_TASK OBJECTIVE_:
Give the records below again in full, exactly as written, but without any images.
▬▬▬▬▬▬
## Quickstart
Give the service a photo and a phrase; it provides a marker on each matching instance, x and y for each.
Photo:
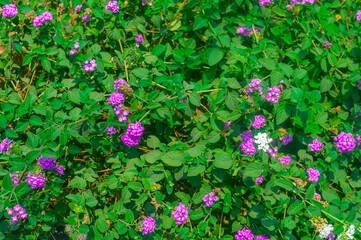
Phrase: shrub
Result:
(180, 119)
▬▬▬▬▬▬
_TASK SOLUTION_:
## Quickstart
Give the service a photo and a phrase; it provides a marker on each matching instance, x and y for each.
Photo:
Phrase: shrub
Result:
(180, 119)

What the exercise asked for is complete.